_Short task_
Set out every line of the records below as a numbered list, leaving out any blank lines.

_Data shown_
━━━━━━━━━━━━━━━━━━━━

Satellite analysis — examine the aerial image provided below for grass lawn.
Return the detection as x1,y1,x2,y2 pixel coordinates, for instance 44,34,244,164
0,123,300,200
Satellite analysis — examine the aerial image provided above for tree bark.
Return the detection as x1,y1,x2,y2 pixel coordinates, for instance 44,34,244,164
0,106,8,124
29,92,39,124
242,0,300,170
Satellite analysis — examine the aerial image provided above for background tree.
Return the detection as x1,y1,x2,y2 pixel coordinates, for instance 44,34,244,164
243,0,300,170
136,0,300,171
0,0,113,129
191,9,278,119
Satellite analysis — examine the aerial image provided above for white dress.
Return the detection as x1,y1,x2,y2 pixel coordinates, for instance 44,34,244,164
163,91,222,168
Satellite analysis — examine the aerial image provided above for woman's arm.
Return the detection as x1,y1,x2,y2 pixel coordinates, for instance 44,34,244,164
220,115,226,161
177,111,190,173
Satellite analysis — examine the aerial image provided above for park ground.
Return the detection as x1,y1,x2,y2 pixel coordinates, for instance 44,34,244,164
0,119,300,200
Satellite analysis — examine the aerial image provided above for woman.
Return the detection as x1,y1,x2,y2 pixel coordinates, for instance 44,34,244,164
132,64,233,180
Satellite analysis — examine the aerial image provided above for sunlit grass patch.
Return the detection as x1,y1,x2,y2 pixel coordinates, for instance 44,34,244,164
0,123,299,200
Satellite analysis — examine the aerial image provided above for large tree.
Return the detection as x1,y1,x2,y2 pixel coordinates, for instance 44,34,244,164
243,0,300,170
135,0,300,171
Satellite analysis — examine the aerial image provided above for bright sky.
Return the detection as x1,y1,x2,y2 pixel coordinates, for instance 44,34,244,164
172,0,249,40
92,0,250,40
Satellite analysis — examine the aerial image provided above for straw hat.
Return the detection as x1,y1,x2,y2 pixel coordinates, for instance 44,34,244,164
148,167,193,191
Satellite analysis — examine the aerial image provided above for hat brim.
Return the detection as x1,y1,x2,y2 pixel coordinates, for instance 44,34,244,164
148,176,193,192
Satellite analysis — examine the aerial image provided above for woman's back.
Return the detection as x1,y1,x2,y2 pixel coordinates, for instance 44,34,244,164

━━━━━━━━━━━━━━━━━━━━

_Response_
1. Satellite analysis — examine the aerial image provided below for grass lawn.
2. Return the detection as x1,y1,x2,y2 pixel coordinates, for instance 44,34,244,164
3. 0,123,300,200
4. Satellite analysis — examine the aerial image provided above for tree bark.
5. Return the detection as x1,y1,x2,y2 pixel coordinates, for instance 44,34,244,164
6. 0,106,8,124
7. 29,92,39,124
8. 242,0,300,170
9. Satellite analysis — examine the aerial image provided above for background tree.
10. Return the detection as x1,y1,x2,y2 pixel coordinates, for instance 44,34,244,164
11. 243,0,300,170
12. 136,0,300,171
13. 0,0,113,129
14. 191,9,278,119
15. Satellite analysis — examine the aerial image provided above for white dress.
16. Return the detection as x1,y1,x2,y2 pixel coordinates, for instance 44,34,244,164
17. 163,91,222,168
18. Satellite analysis — examine the aerial image provided above for woman's arm.
19. Return the detection as x1,y1,x2,y2 pixel coordinates, for instance 44,34,244,164
20. 220,115,226,161
21. 177,111,190,173
22. Satellite analysis — examine the aerial image provided above for park ground.
23. Return the detection as x1,y1,x2,y2 pixel coordinates, for instance 44,34,244,164
24. 0,119,300,200
25. Satellite analysis — examine the aerial image provided above for woman.
26. Return the detection as x1,y1,x2,y2 pixel coordinates, for instance 44,34,244,164
27. 132,64,233,180
28. Satellite analysis — examine the aerial image provided above for sunlit grass patch.
29. Return the detection as x1,y1,x2,y2 pixel coordinates, for instance 44,34,244,164
30. 0,123,299,200
31. Satellite analysis — examine the aerial image provided above for large tree.
32. Return the detection as x1,y1,x2,y2 pixel coordinates, for instance 44,34,244,164
33. 243,0,300,170
34. 135,0,300,171
35. Satellite analysis — examine the aerial image provided above for bright sky.
36. Return the detection as x1,y1,x2,y2 pixel coordinates, for instance 44,34,244,164
37. 172,0,249,40
38. 92,0,250,40
39. Satellite analysis — examine the aerial image provided above for straw hat.
40. Return the detection as x1,y1,x2,y2 pixel coordinates, for instance 44,34,244,164
41. 148,167,193,191
42. Satellite analysis — examine the aerial image provided above for hat brim.
43. Return the detection as x1,y1,x2,y2 pixel coordinates, for instance 44,34,244,164
44. 148,176,193,192
45. Satellite analysis — examine the aerial image provided above for woman's back.
46. Return the detection as x1,y1,x2,y2 pixel coordinates, for instance 44,34,244,164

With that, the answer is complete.